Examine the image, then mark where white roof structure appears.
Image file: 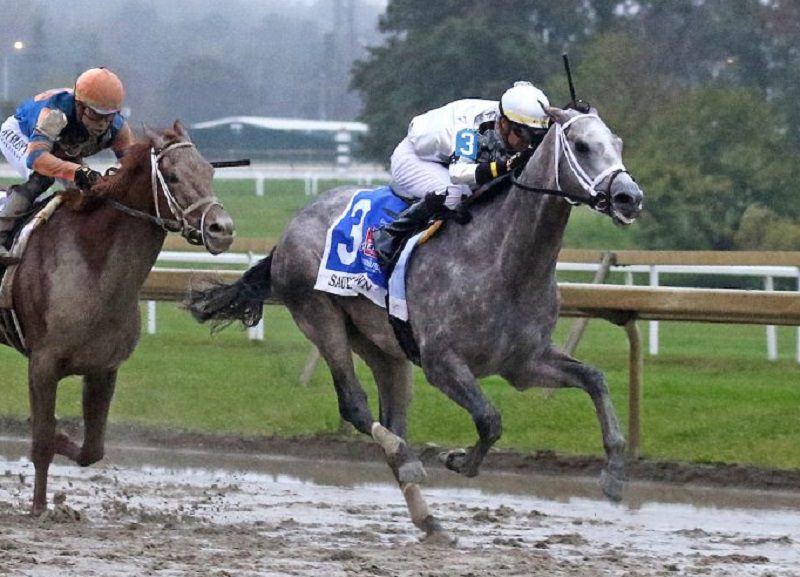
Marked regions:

...

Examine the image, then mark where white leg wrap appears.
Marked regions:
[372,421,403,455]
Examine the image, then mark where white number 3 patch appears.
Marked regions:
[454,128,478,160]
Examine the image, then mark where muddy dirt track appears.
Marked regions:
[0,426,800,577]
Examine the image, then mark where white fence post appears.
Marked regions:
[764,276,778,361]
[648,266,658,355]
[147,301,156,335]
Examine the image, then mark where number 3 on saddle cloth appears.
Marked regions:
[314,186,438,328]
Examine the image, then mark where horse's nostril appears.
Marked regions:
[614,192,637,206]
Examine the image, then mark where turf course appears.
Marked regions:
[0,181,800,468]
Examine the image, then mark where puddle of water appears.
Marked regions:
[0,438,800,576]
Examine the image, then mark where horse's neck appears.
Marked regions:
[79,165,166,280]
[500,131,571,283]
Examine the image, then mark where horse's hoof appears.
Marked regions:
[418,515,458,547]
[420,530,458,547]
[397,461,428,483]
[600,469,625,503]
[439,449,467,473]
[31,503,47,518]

--

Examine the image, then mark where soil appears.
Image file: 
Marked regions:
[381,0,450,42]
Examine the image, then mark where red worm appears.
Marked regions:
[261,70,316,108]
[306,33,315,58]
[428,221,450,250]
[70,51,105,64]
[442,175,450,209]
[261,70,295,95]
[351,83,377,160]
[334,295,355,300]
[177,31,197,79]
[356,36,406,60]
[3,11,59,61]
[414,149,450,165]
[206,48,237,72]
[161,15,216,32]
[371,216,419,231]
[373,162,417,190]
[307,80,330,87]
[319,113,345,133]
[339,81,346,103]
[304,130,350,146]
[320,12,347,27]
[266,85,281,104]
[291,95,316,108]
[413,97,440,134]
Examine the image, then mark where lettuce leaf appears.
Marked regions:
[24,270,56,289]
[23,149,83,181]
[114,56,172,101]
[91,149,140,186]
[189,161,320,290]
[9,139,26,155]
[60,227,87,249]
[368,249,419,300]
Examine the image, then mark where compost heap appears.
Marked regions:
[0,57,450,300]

» **WHAT IS EXPECTED**
Please copy, unchanged, the lines above from the one containing "Examine the image, then mark where white fence" up to and including the one containing "[0,438,800,576]".

» **COMPLETED TASK**
Examine the image, then mark where white fence post appears.
Marked regions:
[764,276,778,361]
[648,266,658,355]
[147,301,156,335]
Examine the image, then mark where number 3 on saddle cloth appears.
Marked regions:
[314,186,438,328]
Examine the image, then mark where horse's nostril appears.
Marked regions:
[614,192,637,206]
Examine the image, then mark where turf course appears.
Marked regions:
[0,181,800,468]
Examine the image, then mark where puddle of water appears.
Marked regions:
[0,438,800,576]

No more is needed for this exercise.